##### Source data

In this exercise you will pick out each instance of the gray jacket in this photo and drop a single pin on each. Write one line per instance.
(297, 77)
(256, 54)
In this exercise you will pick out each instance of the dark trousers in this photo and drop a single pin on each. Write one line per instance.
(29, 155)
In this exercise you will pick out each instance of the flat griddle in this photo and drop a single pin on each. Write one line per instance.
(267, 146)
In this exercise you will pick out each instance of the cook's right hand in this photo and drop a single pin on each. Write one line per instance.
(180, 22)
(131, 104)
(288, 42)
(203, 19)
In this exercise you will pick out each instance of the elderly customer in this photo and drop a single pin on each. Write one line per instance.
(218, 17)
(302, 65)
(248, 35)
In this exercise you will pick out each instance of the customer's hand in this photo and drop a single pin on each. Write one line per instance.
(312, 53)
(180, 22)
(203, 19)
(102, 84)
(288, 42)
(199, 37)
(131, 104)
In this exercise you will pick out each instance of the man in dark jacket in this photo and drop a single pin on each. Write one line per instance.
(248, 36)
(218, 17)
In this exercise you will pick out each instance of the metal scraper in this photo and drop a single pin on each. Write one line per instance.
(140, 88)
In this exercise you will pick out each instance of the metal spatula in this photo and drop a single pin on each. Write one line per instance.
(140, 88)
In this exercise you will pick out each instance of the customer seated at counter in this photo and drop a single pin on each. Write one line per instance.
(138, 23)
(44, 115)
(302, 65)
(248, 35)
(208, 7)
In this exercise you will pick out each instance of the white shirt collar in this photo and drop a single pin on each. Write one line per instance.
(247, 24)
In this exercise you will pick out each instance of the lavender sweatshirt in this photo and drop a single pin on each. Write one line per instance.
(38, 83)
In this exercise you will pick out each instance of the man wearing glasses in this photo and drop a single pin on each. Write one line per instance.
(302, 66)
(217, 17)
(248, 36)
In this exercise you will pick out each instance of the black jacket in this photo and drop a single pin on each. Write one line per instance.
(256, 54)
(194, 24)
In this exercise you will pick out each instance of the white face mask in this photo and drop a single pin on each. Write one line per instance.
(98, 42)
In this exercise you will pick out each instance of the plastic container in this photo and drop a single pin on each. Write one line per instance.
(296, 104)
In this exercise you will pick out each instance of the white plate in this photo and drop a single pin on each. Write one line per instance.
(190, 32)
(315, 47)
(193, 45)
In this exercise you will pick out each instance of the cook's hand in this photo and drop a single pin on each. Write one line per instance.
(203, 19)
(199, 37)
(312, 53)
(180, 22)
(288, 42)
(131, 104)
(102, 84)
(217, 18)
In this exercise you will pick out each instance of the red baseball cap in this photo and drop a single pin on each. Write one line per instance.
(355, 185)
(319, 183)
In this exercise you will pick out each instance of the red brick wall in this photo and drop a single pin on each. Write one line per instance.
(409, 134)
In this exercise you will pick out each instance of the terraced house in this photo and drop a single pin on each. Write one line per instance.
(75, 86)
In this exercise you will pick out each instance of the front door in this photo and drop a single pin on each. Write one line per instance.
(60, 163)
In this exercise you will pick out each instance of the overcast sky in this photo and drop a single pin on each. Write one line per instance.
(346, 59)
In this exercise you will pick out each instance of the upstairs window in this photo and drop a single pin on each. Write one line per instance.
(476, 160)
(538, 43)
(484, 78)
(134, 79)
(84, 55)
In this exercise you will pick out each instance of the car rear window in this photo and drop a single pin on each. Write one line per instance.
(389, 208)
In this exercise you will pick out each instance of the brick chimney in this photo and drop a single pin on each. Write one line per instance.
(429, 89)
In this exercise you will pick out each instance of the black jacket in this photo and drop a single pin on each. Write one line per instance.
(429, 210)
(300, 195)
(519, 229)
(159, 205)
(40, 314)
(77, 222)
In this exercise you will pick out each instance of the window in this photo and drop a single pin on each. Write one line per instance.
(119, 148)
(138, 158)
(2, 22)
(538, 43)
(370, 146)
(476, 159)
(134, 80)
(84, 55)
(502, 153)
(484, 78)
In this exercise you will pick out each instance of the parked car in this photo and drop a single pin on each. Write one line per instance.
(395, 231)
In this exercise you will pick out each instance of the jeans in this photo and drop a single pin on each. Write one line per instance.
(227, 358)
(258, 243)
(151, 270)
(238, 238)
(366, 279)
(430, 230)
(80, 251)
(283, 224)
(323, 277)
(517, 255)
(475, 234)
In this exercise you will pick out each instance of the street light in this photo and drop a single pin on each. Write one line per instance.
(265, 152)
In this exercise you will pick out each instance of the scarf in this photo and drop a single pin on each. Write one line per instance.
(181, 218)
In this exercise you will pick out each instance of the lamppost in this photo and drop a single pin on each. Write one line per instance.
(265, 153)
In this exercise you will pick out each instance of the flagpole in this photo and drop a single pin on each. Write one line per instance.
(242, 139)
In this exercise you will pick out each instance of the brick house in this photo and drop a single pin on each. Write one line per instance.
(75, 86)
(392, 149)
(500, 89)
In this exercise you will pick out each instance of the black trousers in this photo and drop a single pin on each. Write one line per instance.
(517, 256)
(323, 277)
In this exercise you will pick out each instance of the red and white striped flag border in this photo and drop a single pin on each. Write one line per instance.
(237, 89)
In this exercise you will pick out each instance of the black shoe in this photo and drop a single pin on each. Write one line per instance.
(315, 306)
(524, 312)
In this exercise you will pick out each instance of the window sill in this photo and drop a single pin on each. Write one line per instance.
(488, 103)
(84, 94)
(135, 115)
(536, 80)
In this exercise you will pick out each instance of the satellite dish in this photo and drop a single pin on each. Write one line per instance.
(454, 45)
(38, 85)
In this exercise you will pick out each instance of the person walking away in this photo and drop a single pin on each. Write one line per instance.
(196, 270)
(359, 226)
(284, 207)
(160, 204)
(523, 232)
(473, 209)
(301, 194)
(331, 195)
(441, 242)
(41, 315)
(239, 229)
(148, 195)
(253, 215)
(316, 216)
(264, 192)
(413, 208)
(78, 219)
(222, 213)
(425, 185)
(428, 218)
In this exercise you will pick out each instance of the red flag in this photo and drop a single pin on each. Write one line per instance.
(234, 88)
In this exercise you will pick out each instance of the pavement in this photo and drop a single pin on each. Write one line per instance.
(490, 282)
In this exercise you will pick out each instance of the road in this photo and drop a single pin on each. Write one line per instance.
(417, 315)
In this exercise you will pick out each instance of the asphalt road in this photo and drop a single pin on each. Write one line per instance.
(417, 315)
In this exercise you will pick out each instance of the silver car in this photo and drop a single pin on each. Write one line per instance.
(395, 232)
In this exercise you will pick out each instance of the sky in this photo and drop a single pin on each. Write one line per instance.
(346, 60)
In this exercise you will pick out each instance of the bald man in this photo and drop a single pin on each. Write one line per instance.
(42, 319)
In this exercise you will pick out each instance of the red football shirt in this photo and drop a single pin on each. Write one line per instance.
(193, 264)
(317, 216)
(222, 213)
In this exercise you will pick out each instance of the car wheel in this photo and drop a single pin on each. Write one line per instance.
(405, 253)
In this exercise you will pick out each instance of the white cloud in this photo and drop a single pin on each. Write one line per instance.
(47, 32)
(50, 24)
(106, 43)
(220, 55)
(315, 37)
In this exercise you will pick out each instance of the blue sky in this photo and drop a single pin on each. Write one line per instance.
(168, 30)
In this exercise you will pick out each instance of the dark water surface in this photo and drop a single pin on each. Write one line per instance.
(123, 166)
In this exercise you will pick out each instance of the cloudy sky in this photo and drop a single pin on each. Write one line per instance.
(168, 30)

##########

◆ Work item:
Output each record precisely as given.

◆ Answer section:
In this exercise you will pick out each instance of the gray jacket in this photo and drop a single pin on each. Write one line per instance.
(297, 77)
(256, 54)
In this exercise you will pick out each instance of the dark trousers in this photo and drop a single pin on each. Write one line per instance.
(29, 155)
In this exercise you will pick out each instance of the flat griddle in this photo and drop a single pin on each. Write one line per instance.
(267, 146)
In this exercise you will pick out each instance of the cook's right hand in this photo and drop a single pin on each. Write one line per instance.
(180, 22)
(131, 104)
(288, 42)
(203, 19)
In this exercise you will pick out each instance of the elderly customer in this photo and drop a single pin on each. Write one line per instance.
(218, 17)
(302, 65)
(248, 35)
In this exercise you will pick out each instance of the customer's hand in this photo and drop a single pin on each. Write one line per instance.
(312, 53)
(180, 22)
(203, 19)
(102, 84)
(288, 42)
(199, 37)
(131, 104)
In this exercise you will pick out each instance of the man in dark jacket in this photo and drop a single pin on each. Write one line per instance.
(248, 36)
(218, 17)
In this exercise you will pick out each instance of the metal scraper in this photo and drop a single pin on each. Write one line per instance.
(140, 88)
In this exercise you will pick out each instance of the metal spatula in this photo and drop a single pin on each. Write one line per instance.
(140, 88)
In this exercise you will pick out each instance of the customer seated at counter in this photo and drop a single pin on each. Write one line per instance.
(138, 23)
(44, 115)
(302, 65)
(248, 35)
(208, 7)
In this exercise you will pick out each instance of the white shirt collar in this photo and drop a single pin on each. Write one line per instance.
(247, 24)
In this exercise you will pick out each instance of the lavender sweatshirt in this photo and drop a single pin on each. Write one line per instance.
(38, 83)
In this exercise you will pick out each instance of the man wearing glasses in this photo and drop a single pin on each. Write one line per instance.
(302, 66)
(217, 17)
(248, 36)
In this exercise you will pick out each instance of the black jacket in this photo and drop a single pin on each. Write one line per instance.
(256, 54)
(194, 24)
In this exercise you will pick out each instance of the white face mask in this photo and drop a single pin on each. Write one line per instance.
(98, 42)
In this exercise you will pick out each instance of the plastic container in this photo and drop a single pin on each. Write one line per instance.
(296, 104)
In this exercise you will pick out each instance of the white plate in this photo and drop a single pin on each. Write one line per instance.
(190, 32)
(315, 47)
(193, 45)
In this exercise you will pick out each instance of the cook's hand in this photo and drop a single pin on each. Write one line per instance.
(203, 19)
(199, 37)
(312, 53)
(180, 22)
(288, 42)
(131, 104)
(102, 84)
(217, 18)
In this exercise you will pick out each instance of the red baseball cap in this photo and drop a single pin on each. Write one line per instance.
(355, 185)
(319, 183)
In this exercise you will pick out each instance of the red brick wall in this photo and drop a single pin on each. Write one line per instance.
(409, 134)
In this exercise you will pick out each instance of the terraced house in this photo and drop a single pin on each. Write one line per instance.
(75, 86)
In this exercise you will pick out each instance of the front door in this photo and drop a single pin on each. Write one line per instance.
(60, 163)
In this exercise you will pick out each instance of the overcast sky in this photo and drop a single pin on each. Write one line per instance.
(346, 59)
In this exercise you will pick out each instance of the upstairs window in this photo and drop a single pin on each. Write one line per instance.
(476, 160)
(538, 43)
(484, 78)
(134, 79)
(84, 55)
In this exercise you will pick out each instance of the car rear window in this photo and drop a single pin on each. Write one line per instance.
(389, 208)
In this exercise you will pick out each instance of the brick chimney in this photo and drop a single pin on each. Write one line per instance.
(429, 89)
In this exercise you will pick out each instance of the black jacket in this photo and drop a single pin on each. Write one line per instance.
(429, 210)
(300, 195)
(519, 229)
(159, 205)
(40, 314)
(77, 222)
In this exercise you will pick out each instance of the window in this photo and drop a single pin on each. Write one line per instance.
(119, 148)
(138, 158)
(2, 22)
(538, 43)
(370, 146)
(476, 159)
(134, 80)
(84, 55)
(502, 153)
(484, 78)
In this exercise you will pick out each instance of the parked car in this photo and drop a single pin on each. Write one line per instance.
(395, 231)
In this exercise you will pick out each instance of the jeans in this photo and drop a single pin on each. Write one line per instance.
(227, 358)
(258, 243)
(151, 270)
(238, 238)
(366, 279)
(430, 230)
(80, 251)
(283, 224)
(323, 277)
(517, 255)
(475, 234)
In this exercise you will pick out each instance of the street light in this photo and drop a single pin on each. Write one line per instance.
(265, 152)
In this exercise you will pick out each instance of the scarf in this photo and drop a single pin on each. Write one line per instance.
(181, 218)
In this exercise you will pick out each instance of the lamppost in this photo and drop a single pin on each. Write one line per instance.
(265, 153)
In this exercise you will pick out each instance of the flagpole in this photo and drop a single pin on each. Write one line per instance.
(242, 139)
In this exercise you will pick out each instance of the brick house in this photo and drop a single pin on each. Write one line per instance.
(75, 86)
(392, 149)
(500, 89)
In this exercise you will pick out each instance of the black trousers in this photo and drop a single pin on each. Write one line per instance.
(517, 256)
(323, 277)
In this exercise you will pick out each instance of the red and white striped flag border in this photo and drop a single pin on each. Write one line per instance.
(237, 89)
In this exercise you will pick out each instance of the black shoe in this photo and drop a single pin on each. Write one line per instance.
(315, 306)
(524, 312)
In this exercise you will pick out each instance of the window sill in this photo and drop a single pin on each. Write one line per instance.
(488, 103)
(84, 94)
(135, 115)
(536, 80)
In this exercise you will pick out each instance of the satellite dish in this photo and drop a single pin on each. Write one line per instance.
(454, 45)
(38, 85)
In this exercise you will pick out each instance of the person walking away in this photo and drop a single pin on each. Write one line per instance.
(196, 270)
(359, 226)
(284, 207)
(160, 204)
(523, 232)
(473, 209)
(301, 194)
(331, 195)
(441, 242)
(41, 315)
(239, 229)
(148, 195)
(253, 215)
(316, 216)
(264, 192)
(413, 208)
(78, 219)
(222, 213)
(425, 185)
(428, 218)
In this exercise you will pick out each instance of the red flag in this photo and drop a single pin on each. Write one line per instance.
(234, 88)
In this exercise you will pick out each instance of the pavement in this photo and drop a single pin on each. Write one line per instance.
(490, 282)
In this exercise you will pick out each instance of the road in this photo and drop a single pin on each. Write one line per instance.
(417, 315)
In this exercise you will pick out each instance of the asphalt road in this photo and drop a single pin on each. Write one line per instance.
(417, 315)
In this exercise you will pick out each instance of the silver car in this photo and drop a single pin on each. Write one line per instance.
(395, 232)
In this exercise you will pick out each instance of the sky in this photo and drop a single pin on each. Write one line per instance.
(346, 60)
In this exercise you will pick out each instance of the bald man in this photo and drop a single pin on each. Write one line per instance.
(42, 319)
In this exercise you will pick out each instance of the red football shirt in this photo and drop a single pin on each. Write one line per instance.
(193, 264)
(317, 216)
(222, 213)
In this exercise you will pick out each instance of the car wheel in this photo and drop a single pin on each. Write one line per instance.
(405, 253)
In this exercise you will pick out each instance of the white cloud in this photo and drop a single pin on each. Write one line per instance.
(47, 32)
(50, 24)
(106, 43)
(220, 55)
(315, 37)
In this exercise you will pick out each instance of the blue sky in this photo and drop a single pin on each. Write one line per instance.
(168, 30)
In this exercise you will pick out each instance of the dark water surface in this photo and drop a single pin on each. Write one line per instance.
(123, 166)
In this exercise you will pick out each instance of the cloudy sky in this photo and drop a single pin on each. Write one line per instance.
(168, 30)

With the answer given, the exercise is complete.